# GIVEN TASK:
Pull out every line of the data below that contains the word "stroller", matching its case exactly.

# RAW DATA:
START

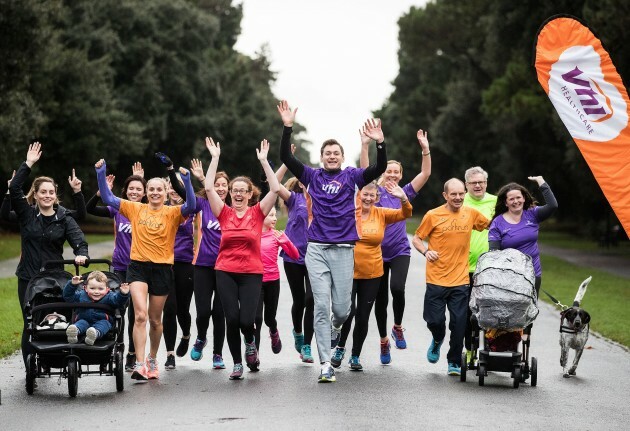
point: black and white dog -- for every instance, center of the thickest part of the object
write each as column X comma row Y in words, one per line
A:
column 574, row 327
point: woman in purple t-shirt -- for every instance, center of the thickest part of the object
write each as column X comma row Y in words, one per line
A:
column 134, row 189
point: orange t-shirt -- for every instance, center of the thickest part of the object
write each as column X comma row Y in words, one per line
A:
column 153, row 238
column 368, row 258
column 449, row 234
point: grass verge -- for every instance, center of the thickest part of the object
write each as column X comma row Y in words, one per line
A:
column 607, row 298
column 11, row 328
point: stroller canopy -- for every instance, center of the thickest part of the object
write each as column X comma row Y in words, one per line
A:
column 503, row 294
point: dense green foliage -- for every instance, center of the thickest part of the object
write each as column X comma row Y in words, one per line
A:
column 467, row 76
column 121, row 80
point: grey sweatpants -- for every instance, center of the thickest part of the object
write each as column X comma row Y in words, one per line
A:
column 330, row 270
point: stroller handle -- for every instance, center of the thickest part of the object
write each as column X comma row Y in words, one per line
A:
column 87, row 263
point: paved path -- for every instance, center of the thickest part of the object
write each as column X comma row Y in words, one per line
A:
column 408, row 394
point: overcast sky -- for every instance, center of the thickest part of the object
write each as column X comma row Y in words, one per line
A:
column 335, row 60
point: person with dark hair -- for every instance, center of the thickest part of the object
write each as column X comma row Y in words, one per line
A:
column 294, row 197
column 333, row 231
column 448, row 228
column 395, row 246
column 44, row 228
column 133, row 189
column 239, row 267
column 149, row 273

END
START

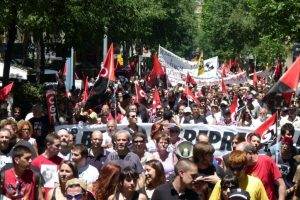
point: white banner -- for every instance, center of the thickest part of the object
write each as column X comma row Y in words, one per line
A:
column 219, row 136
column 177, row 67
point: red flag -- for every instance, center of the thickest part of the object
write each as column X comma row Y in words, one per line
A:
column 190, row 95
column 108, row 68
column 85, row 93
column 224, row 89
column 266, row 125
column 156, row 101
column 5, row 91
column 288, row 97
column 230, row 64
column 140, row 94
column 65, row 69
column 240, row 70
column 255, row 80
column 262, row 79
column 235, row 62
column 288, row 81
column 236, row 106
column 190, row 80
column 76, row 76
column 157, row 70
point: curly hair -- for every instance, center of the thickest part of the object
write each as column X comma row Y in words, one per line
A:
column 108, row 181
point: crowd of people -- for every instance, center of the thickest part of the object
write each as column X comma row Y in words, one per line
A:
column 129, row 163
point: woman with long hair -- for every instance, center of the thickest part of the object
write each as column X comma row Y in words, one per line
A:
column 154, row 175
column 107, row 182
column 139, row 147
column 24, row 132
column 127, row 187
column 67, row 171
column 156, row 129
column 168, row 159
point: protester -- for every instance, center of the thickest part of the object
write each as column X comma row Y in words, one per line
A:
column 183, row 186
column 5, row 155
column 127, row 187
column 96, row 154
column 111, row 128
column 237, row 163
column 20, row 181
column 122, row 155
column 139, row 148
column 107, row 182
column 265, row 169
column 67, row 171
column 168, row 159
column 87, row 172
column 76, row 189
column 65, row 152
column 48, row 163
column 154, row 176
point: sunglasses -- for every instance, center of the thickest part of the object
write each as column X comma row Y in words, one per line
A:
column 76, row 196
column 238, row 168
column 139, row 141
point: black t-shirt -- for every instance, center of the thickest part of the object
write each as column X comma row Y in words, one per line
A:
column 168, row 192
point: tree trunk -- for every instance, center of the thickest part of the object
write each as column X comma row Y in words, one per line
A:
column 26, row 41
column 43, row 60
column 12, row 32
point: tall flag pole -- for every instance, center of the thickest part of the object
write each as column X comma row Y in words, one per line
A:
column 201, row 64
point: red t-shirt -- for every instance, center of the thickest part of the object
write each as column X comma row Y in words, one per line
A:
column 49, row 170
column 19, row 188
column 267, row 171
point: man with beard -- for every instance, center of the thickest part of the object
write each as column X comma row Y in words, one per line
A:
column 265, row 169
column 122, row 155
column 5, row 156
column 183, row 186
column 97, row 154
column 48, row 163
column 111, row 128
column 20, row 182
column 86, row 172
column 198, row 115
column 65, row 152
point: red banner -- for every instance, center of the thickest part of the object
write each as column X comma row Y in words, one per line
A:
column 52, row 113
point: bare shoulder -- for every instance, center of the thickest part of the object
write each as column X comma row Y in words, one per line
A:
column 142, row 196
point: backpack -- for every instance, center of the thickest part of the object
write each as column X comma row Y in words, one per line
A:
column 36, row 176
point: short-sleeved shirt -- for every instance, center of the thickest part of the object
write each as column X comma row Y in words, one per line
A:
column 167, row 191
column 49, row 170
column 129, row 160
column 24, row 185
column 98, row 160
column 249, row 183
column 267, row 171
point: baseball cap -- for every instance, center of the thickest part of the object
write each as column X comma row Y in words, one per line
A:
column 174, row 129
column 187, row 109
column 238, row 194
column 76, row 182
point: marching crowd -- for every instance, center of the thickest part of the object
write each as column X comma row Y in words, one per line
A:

END
START

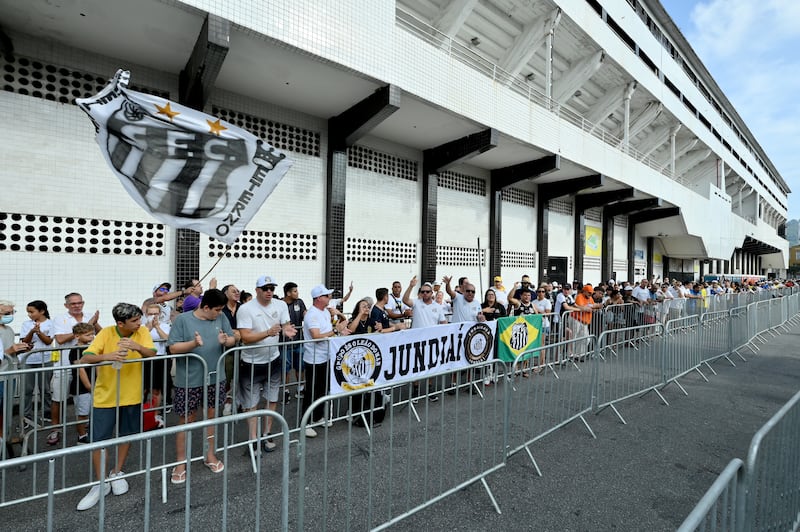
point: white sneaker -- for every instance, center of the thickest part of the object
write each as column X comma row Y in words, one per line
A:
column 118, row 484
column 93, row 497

END

# SOLUTION:
point: stroller canopy -- for every instance, center of the thickest part of the object
point: stroller handle -- for every instance, center of the thickest part of the object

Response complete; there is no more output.